### WHAT YOU NEED TO DO
Please rewrite the listing from its first line through the line containing "Return the outline", swapping "boulder" for "stone" and leaving everything else unchanged.
::: GIVEN ENTRIES
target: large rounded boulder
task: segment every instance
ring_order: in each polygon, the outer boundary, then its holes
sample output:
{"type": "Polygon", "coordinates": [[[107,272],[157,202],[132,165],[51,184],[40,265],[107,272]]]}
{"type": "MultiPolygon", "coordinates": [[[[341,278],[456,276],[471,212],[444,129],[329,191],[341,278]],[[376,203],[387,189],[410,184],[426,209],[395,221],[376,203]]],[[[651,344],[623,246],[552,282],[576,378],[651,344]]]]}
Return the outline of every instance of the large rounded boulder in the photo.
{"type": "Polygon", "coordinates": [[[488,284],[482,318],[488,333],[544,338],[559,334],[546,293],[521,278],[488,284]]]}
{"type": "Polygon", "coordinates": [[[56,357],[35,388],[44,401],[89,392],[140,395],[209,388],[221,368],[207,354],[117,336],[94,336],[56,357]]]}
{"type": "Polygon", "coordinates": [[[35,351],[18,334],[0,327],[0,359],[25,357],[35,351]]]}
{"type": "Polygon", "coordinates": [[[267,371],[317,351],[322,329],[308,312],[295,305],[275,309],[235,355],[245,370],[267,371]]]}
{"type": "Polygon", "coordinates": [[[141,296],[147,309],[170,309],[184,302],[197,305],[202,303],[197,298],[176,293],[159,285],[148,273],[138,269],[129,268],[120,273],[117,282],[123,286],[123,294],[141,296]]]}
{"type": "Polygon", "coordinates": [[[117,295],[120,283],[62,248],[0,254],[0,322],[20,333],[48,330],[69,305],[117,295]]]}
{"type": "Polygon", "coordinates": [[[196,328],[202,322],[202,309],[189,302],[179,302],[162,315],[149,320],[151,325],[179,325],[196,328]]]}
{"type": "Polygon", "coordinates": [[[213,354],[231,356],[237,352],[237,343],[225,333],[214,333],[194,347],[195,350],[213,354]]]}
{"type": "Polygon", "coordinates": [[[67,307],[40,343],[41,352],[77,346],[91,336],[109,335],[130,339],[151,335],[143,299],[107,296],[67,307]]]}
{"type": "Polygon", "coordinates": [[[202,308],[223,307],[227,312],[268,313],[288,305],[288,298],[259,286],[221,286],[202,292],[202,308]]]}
::::::
### OUTPUT FOR THIS TASK
target: large rounded stone
task: segment every instance
ring_order: in each polygon, the outer boundary, then its holes
sample output:
{"type": "Polygon", "coordinates": [[[107,272],[157,202],[132,165],[51,184],[40,265],[107,272]]]}
{"type": "MultiPolygon", "coordinates": [[[[341,278],[456,276],[471,212],[444,129],[329,191],[341,278]],[[376,203],[387,189],[410,184],[426,209],[395,221],[376,203]]],[[[651,344],[623,246],[552,282],[576,378],[651,344]]]]}
Return the outline of every instance of the large rounded stone in the photo.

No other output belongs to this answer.